Excerpts of location labeling data -
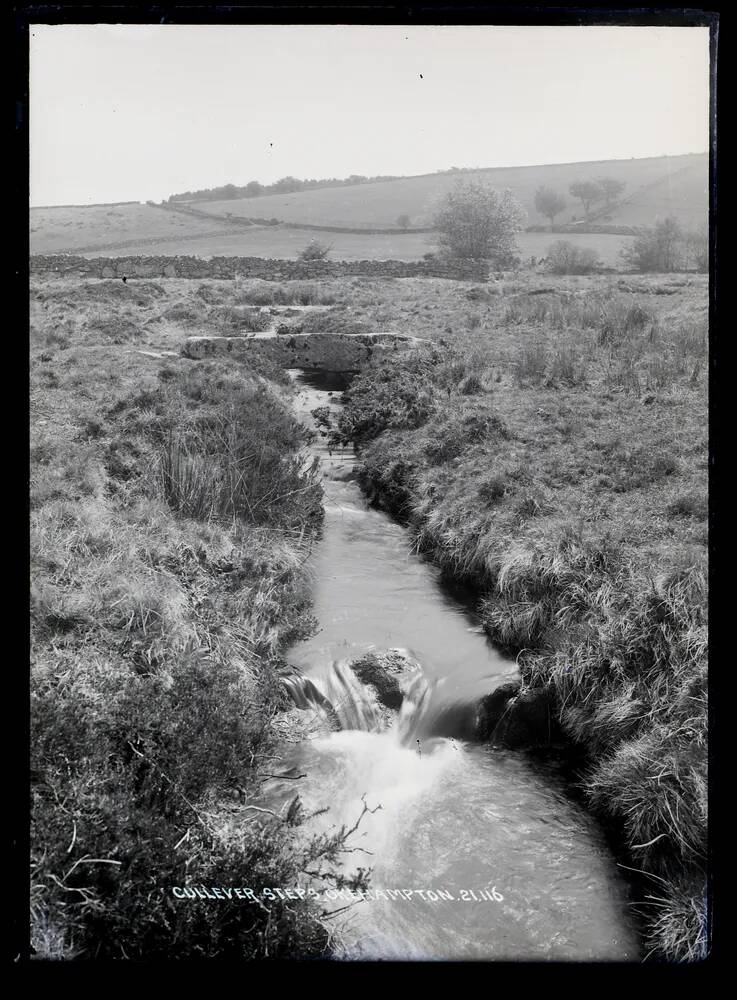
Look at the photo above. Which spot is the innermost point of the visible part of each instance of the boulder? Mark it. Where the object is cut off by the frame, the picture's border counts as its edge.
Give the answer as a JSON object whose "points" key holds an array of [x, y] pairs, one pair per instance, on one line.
{"points": [[518, 718], [384, 671]]}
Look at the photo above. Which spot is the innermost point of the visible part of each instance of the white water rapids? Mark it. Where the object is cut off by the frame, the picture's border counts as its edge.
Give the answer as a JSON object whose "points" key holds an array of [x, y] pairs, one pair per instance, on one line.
{"points": [[455, 816]]}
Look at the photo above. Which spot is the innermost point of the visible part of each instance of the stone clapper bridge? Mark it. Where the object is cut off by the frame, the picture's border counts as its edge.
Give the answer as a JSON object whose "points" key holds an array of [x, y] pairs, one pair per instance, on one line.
{"points": [[333, 352]]}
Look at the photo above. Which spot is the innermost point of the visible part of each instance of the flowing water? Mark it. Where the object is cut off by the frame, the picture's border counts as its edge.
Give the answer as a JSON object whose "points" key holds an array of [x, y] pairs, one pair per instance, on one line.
{"points": [[516, 868]]}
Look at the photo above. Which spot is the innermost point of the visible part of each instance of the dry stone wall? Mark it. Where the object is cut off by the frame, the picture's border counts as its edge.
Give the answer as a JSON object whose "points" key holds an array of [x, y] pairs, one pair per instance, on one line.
{"points": [[339, 352], [254, 267]]}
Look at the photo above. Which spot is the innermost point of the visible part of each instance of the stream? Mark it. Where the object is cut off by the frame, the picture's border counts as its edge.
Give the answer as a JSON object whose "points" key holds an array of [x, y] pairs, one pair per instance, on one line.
{"points": [[518, 870]]}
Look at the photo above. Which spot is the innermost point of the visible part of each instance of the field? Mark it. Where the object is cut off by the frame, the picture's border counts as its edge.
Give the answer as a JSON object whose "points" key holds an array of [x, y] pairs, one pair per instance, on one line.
{"points": [[553, 455], [287, 243], [381, 203], [655, 187], [57, 230]]}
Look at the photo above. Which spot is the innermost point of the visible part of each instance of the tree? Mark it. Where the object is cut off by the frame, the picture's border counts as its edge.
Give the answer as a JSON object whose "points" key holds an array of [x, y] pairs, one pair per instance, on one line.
{"points": [[549, 203], [587, 191], [611, 188], [474, 220], [660, 249]]}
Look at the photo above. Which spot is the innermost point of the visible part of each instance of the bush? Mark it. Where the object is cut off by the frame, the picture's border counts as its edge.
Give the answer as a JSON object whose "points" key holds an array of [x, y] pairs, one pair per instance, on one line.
{"points": [[475, 221], [564, 258], [384, 397], [314, 252], [660, 249]]}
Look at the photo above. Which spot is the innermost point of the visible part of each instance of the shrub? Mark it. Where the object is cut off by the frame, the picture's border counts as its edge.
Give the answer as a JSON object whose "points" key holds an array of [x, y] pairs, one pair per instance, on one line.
{"points": [[384, 397], [239, 319], [564, 258], [314, 252], [475, 221], [660, 249]]}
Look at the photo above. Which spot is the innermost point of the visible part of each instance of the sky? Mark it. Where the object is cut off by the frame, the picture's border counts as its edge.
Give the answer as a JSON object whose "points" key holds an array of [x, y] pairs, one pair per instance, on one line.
{"points": [[137, 112]]}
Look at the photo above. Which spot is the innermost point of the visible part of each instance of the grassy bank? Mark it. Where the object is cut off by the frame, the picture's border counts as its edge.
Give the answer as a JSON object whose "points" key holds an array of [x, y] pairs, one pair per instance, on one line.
{"points": [[552, 452], [171, 517]]}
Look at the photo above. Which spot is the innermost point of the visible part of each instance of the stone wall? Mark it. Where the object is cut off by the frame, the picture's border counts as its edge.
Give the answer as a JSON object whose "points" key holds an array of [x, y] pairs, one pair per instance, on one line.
{"points": [[253, 267], [338, 352]]}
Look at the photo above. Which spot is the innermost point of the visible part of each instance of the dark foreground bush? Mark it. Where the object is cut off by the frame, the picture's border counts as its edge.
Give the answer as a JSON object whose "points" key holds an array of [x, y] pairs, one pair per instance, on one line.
{"points": [[119, 820], [158, 626]]}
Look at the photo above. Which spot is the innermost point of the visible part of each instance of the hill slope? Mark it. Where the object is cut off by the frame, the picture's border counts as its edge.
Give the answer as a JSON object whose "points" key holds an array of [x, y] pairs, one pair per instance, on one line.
{"points": [[379, 204], [655, 187]]}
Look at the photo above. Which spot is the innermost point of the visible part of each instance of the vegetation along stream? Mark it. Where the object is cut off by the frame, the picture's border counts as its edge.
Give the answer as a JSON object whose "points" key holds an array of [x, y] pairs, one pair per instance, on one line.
{"points": [[475, 852]]}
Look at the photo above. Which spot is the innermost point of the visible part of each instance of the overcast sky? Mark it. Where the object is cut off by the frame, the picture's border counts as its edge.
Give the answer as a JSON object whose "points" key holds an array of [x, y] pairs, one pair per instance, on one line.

TASK - Set down, unchanged, the line that contains "of the hill" together with every later line in the records, through the last one.

ANSWER -
Look at the photo above. Which spot is the innermost point of the visible part of each instance of the hill slope? Mark it. Where the object is cut off by the frame, the picture's border counts as its edge.
Give the answer as a JSON object whose "points" key holds an array of [x, y] pairs, one pair per instance, on one line.
{"points": [[379, 204], [655, 187]]}
Look at the photo above. Which spot is the innermost point of the visible part of each instance of the vegetation along stream? Mark it. Where the object is cut off by the frame, the picture's border counts as its edge.
Give the answer as a JSON object whose "points" key holds an array of [x, y] pairs, one pair per instance, on one line.
{"points": [[475, 852]]}
Look at the photo above. Which spot is the innermost point of the visible part of each instance of the overcast sky? Mark it. Where the object is cut off by the frame, the picture's border counts as its edge.
Give the answer as a JSON object whose "points" key holds an array of [x, y] pairs, one pair per instance, on one line.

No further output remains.